→ Tasks and exercises:
1 - In the article on AI content licensing deals, which content owners does Matthew Sag argue such deals are possible for?
2 - Go on with the article on AI content licensing deals from the point where it stops.

→ Text provided:
**********
Is there a world where artificial intelligence developers could get the training data they need through content licensing deals? Matthew Sag argues that content licensing deals between developers of artificial intelligence and content owners are only possible for large content owners and cannot feasibly apply to the bulk of producers and owners of content on the internet.
Editor’s Note: This article is part of a symposium that examines the competitive risks posed by artificial intelligence content licensing agreements—mechanisms that on the surface appear to balance copyright protection with innovation. How might these deals compel us to rethink the relationship between copyright, data protection, innovation, and competition in the age of AI? How can we seek to uphold all four, while recognizing the inevitable tradeoffs involved? You can read the article from Mark Lemley and Jacob Noti-Victor (writing together), Matthew Sag, Christian Peukert, and Kristelia García here as they are published.
American courts are currently grappling with the question of whether training artificial intelligence models on data scraped from the open internet without express permission is fair use. The stark alternative is that it represents one of the most brazen acts of mass copyright infringement in living memory. How this question is resolved will determine whether and to what extent striking licensing deals for training data is necessary. Paradoxically, the practicality and feasibility of those same arrangements may also factor into the question of whether such AI training is fair use in the first place.
**********
Point-per-instance localization data

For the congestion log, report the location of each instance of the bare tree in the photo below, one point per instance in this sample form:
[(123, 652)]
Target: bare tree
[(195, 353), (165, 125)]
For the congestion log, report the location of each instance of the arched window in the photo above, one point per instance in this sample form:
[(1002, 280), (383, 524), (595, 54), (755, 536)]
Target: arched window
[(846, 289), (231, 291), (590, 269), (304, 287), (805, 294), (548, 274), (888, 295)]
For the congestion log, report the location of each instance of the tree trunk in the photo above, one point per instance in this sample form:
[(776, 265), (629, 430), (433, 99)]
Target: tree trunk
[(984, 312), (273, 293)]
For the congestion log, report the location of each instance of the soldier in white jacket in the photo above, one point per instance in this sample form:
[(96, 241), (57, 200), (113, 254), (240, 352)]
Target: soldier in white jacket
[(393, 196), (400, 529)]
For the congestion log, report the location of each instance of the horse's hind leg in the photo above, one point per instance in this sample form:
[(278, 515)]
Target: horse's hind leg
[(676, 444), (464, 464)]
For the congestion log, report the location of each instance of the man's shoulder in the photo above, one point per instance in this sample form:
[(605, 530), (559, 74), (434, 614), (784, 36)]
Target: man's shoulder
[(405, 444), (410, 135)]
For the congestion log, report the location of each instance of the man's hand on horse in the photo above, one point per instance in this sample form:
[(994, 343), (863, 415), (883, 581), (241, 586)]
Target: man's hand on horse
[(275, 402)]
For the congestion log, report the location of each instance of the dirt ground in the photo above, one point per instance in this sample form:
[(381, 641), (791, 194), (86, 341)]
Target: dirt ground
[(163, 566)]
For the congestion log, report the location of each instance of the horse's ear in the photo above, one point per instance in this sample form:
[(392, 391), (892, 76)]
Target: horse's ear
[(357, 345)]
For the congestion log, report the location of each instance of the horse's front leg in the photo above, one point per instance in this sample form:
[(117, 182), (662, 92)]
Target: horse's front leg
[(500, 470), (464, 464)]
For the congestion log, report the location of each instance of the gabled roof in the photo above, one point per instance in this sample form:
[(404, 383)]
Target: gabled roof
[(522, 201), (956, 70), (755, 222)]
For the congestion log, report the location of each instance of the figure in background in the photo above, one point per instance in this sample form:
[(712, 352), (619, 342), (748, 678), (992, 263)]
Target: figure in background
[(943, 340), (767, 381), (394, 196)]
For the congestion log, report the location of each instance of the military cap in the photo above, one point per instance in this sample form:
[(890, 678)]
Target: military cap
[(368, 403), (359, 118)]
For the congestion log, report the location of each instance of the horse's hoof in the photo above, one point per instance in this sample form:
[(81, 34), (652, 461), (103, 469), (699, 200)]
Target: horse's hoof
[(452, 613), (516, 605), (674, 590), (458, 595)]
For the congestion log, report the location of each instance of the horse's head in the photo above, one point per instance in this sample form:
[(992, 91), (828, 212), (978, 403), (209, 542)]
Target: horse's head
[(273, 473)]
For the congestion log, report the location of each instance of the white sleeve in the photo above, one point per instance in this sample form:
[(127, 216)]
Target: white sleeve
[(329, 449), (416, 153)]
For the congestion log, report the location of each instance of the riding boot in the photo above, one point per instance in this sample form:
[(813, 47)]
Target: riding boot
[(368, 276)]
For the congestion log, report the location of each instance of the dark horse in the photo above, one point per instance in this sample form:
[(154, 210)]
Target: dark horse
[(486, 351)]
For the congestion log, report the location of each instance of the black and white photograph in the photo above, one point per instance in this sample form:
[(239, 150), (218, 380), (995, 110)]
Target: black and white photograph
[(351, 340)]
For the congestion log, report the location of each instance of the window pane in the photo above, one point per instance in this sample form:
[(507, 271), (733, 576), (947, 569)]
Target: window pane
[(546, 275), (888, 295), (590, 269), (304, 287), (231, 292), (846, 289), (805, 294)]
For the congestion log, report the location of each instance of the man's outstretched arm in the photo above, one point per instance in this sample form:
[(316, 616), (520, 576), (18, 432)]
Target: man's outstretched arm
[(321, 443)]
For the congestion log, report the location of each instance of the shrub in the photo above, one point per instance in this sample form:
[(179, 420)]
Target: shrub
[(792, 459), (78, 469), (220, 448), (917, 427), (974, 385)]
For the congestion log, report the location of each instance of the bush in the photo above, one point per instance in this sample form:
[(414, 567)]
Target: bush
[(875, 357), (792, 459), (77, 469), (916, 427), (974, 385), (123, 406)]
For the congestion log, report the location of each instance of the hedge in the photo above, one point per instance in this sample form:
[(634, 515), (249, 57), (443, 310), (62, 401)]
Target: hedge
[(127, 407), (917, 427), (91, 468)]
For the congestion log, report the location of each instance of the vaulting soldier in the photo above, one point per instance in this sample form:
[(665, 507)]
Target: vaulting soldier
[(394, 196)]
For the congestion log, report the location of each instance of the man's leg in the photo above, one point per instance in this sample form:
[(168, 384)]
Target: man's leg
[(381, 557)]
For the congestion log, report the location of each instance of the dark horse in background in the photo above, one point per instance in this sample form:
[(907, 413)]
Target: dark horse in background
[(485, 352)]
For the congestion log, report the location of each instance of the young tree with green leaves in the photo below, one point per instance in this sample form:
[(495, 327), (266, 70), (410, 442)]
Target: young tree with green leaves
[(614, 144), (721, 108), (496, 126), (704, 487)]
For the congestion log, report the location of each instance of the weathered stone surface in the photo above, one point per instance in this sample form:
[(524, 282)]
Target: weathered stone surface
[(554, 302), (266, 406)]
**********
→ Answer set:
1 - Only large content owners.

2 -
Since mid-2023, the companies working at the leading edge of AI development—OpenAI, Anthropic, Meta, and Google—have each entered into licensing agreements with major news organizations and other content controllers worth hundreds of millions of dollars. As a recent United States Copyright Office report summarizes, representatives of content industries proclaim their eagerness to enter into licensing partnerships for AI training. To many, such interest, combined with the deals that have been made to date, shows that licensing training data is possible. Thus, it follows that companies developing AI should be required to license training data. This article explains why these inferences are unsound. Licensing en masse will never be a realistic option for the development of large language models (LLMs).
The current AI training data licensing landscape
In July 2023, the Associated Press agreed to license, on undisclosed terms, a portion of its text news archive to OpenAI. This proved to be the first in a series of media deals struck by LLM developers, but of all of the AI developers to date, OpenAI appears to have been the most active. Following the deal with Associated Press, the maker of ChatGPT struck deals with Axel Springer (the owner of Politico and German papers Bild and Die Welt, the Financial Times, France’s Le Monde and Spain’s PRISA (owner of El País and La SER), News Corp (including the Wall Street Journal, Barron’s, MarketWatch, The Times (London), and The Australian), Condé Nast (The New Yorker, Vogue, Wired, Vanity Fair), The Atlantic, and Hearst (including newspapers such as the Houston Chronicle and the San Francisco Chronicle and magazines such as Esquire and Cosmopolitan). Furthermore, like its competitor Google, OpenAI struck a deal with Reddit in May 2024, giving it access to Reddit’s vast corpus of user discussions. These deals collectively give the content owners hundreds of millions of dollars and give the AI companies access to troves of valuable training data.
What exactly is being licensed and why?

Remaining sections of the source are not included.